-- start of Record extracts --
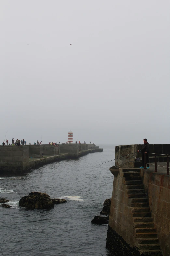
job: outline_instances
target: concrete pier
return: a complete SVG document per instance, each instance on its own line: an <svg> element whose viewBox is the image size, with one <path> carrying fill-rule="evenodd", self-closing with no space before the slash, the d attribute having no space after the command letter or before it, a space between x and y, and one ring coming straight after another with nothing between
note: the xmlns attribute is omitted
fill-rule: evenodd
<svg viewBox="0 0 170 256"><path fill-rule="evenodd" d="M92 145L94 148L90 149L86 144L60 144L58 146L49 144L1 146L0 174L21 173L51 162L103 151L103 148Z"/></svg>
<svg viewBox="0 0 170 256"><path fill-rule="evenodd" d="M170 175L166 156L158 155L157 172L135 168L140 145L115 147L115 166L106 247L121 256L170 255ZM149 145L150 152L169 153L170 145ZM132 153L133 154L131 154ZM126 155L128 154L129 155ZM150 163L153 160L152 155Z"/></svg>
-- end of Record extracts --
-- start of Record extracts --
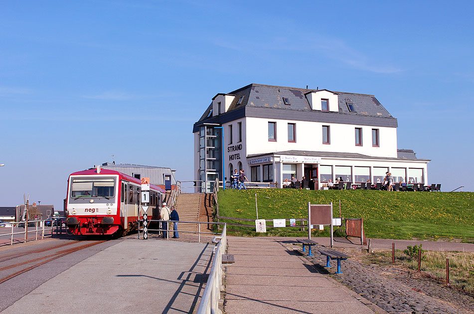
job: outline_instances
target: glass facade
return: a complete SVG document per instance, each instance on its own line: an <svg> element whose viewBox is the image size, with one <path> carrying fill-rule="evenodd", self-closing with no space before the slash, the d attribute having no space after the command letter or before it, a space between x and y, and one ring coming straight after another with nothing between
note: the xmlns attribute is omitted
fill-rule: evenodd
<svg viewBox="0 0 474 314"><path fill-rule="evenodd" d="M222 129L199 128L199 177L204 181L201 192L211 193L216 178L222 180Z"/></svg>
-- end of Record extracts --
Problem requirements: Locate every line in the rows above that contains the string "path", and copy each of those lines. Treat the match as case-sensitive.

The reply:
return: a complete SVG document per instance, each instance on its own line: an <svg> element whose viewBox is the image size, with one <path> carrying fill-rule="evenodd", self-closing with no space before the slash, the d attribute having no space after the command letter or before it, a space between x and y, and one ring coming straight after another with nothing between
<svg viewBox="0 0 170 256"><path fill-rule="evenodd" d="M92 145L94 148L90 149L86 144L60 144L58 146L49 144L1 146L0 174L21 173L51 162L103 151L103 148Z"/></svg>
<svg viewBox="0 0 170 256"><path fill-rule="evenodd" d="M170 175L166 156L158 155L157 172L135 168L140 145L115 147L115 166L106 247L121 256L170 255ZM149 145L150 152L169 153L170 145ZM132 153L133 154L131 154ZM126 155L128 154L129 155ZM150 163L153 160L152 155Z"/></svg>
return: a complete SVG document per instance, each instance on its own line: an <svg> element whose viewBox is the image size, with one <path> carrying fill-rule="evenodd", self-closing with no space before the slash, the d attribute having no space after the command letter or before it, a space between x and y, and one ring coming straight after another with nothing between
<svg viewBox="0 0 474 314"><path fill-rule="evenodd" d="M222 129L199 128L199 177L204 181L201 192L211 193L216 178L222 180Z"/></svg>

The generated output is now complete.